===== Data supplied

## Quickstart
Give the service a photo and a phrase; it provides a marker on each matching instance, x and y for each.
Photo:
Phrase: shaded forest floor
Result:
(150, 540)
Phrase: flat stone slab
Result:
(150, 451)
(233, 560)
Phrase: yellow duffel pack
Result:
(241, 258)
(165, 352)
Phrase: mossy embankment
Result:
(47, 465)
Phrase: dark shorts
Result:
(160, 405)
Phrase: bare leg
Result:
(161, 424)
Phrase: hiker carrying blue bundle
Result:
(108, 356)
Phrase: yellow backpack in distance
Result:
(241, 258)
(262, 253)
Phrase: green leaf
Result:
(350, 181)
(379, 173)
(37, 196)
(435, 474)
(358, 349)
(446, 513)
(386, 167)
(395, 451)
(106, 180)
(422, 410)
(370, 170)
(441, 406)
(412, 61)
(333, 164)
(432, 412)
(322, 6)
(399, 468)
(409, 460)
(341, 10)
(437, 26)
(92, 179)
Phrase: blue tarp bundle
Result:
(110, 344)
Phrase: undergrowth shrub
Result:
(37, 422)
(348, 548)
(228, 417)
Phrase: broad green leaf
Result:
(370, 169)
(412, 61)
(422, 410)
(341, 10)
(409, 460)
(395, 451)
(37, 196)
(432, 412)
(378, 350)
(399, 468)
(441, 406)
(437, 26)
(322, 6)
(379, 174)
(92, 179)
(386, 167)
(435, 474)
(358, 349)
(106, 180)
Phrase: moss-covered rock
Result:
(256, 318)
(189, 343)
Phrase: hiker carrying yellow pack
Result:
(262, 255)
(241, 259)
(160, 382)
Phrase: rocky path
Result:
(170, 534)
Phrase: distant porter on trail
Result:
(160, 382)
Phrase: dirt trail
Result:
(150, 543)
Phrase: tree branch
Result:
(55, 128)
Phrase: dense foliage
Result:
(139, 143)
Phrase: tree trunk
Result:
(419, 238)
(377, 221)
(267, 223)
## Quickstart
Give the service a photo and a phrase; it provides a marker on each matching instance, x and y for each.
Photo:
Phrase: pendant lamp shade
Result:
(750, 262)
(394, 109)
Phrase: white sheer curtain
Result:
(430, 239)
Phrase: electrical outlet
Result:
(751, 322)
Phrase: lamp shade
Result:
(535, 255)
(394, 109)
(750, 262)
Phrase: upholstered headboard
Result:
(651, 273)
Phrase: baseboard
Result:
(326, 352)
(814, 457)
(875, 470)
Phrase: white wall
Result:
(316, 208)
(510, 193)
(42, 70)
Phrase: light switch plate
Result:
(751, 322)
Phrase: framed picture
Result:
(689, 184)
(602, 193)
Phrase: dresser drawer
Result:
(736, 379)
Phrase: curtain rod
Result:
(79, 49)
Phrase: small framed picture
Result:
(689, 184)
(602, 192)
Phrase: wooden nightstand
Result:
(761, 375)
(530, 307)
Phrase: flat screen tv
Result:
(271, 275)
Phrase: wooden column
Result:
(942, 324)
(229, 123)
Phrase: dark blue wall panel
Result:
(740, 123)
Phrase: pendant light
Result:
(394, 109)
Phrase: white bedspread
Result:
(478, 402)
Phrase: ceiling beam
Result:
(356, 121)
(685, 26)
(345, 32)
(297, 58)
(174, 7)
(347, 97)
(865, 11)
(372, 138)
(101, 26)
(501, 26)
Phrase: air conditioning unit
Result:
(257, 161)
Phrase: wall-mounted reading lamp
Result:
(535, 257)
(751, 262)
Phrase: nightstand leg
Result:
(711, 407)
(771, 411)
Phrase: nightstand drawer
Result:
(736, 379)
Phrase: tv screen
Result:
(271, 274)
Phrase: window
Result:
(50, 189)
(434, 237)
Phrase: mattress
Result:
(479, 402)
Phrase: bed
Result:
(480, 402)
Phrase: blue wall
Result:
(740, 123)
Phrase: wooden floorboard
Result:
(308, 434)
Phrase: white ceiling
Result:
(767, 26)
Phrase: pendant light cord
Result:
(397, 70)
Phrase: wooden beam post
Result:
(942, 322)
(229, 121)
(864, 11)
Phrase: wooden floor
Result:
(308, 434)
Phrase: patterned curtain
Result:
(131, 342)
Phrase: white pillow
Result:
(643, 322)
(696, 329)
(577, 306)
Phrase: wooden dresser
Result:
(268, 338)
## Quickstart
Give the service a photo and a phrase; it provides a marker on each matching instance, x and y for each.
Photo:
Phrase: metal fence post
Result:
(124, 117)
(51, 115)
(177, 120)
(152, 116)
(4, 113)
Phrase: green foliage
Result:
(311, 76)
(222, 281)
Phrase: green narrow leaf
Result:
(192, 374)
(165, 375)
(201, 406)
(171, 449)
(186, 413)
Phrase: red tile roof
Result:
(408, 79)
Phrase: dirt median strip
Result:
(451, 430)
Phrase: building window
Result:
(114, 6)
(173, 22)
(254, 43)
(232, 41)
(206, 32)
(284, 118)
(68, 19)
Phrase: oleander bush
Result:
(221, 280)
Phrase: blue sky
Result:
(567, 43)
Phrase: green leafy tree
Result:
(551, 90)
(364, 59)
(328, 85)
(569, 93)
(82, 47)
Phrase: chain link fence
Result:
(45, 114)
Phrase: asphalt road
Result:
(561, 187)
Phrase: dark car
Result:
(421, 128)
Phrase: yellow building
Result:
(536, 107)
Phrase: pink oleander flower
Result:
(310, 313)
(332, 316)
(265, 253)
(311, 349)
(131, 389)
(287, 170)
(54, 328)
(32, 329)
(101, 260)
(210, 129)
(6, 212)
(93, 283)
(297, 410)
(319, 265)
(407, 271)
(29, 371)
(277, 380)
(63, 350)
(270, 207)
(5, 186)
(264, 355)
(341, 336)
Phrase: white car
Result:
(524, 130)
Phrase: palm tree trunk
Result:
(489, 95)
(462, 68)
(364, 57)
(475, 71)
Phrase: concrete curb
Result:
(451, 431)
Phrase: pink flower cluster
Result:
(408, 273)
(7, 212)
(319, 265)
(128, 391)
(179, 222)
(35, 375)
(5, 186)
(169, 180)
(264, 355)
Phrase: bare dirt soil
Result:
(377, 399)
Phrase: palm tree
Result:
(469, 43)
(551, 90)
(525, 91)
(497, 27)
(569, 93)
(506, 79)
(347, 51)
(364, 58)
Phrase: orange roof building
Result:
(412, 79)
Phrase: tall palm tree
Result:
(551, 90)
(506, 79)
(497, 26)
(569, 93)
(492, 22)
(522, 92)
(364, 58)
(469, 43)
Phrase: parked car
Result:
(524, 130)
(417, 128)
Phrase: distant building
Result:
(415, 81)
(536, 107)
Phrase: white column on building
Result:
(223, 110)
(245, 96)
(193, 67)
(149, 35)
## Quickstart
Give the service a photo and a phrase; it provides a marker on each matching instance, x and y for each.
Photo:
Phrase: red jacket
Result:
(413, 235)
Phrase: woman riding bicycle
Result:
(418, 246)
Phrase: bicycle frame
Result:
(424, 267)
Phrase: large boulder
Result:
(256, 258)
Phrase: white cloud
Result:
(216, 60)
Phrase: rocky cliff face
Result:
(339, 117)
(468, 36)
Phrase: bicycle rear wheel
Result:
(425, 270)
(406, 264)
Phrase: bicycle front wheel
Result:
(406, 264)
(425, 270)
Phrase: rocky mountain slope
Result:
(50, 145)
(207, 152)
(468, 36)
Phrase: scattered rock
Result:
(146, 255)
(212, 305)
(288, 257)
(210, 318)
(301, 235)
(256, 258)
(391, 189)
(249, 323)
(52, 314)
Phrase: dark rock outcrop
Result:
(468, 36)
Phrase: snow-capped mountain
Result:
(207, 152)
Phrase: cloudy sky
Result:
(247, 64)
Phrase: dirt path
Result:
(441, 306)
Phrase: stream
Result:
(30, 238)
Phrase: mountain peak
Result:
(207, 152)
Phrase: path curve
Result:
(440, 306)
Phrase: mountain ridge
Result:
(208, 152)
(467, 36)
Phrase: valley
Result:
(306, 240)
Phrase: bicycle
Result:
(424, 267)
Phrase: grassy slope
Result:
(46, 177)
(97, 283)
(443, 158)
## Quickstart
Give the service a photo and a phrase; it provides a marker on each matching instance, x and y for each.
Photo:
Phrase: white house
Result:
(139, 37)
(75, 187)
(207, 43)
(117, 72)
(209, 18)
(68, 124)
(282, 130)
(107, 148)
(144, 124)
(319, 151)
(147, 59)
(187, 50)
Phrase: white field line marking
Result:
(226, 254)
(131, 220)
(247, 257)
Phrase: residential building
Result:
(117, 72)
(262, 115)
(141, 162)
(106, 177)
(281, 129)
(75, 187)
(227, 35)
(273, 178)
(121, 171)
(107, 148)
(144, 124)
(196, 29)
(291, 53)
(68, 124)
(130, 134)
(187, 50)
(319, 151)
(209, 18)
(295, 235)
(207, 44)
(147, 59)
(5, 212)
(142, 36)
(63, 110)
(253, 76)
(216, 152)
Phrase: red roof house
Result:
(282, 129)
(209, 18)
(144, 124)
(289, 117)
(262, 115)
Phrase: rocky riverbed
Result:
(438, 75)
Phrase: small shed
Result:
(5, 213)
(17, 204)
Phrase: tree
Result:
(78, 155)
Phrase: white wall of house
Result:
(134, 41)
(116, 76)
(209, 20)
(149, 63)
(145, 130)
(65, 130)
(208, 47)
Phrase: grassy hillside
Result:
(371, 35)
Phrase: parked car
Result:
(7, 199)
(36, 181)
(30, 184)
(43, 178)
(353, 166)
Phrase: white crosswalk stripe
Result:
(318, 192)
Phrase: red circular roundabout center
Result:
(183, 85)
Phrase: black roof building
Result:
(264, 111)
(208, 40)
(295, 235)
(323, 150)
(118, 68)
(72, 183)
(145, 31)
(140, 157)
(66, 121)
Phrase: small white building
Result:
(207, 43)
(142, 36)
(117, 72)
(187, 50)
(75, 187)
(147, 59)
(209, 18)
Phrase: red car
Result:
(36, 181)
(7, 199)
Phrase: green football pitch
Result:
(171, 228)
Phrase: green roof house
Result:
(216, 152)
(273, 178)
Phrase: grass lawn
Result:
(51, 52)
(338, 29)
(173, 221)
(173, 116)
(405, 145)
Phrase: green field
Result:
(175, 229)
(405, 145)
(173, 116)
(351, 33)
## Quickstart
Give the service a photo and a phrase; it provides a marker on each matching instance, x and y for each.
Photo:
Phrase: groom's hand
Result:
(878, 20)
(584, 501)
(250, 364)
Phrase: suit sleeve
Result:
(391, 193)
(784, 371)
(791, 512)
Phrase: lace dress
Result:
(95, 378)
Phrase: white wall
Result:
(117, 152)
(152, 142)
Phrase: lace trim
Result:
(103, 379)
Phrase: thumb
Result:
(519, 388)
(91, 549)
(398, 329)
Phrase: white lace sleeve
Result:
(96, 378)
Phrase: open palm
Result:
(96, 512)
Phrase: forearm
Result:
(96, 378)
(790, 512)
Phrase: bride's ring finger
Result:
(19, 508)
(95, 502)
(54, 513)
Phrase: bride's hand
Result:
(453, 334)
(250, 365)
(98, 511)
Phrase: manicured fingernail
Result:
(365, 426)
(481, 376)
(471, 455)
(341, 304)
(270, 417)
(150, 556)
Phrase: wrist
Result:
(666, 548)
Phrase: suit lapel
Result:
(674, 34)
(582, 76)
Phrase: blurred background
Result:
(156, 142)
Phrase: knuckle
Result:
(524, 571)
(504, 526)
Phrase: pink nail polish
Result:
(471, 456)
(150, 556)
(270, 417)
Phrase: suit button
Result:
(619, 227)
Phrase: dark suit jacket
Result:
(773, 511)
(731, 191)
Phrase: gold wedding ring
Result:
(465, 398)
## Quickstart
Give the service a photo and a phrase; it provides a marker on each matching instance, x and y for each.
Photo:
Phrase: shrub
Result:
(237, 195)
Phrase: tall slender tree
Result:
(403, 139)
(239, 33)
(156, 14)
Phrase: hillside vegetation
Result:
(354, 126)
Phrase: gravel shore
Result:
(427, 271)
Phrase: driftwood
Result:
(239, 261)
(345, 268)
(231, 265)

==========

• The problem
Every line above that holds "bare" should be tallied; answer with the total alone.

• Exercise output
2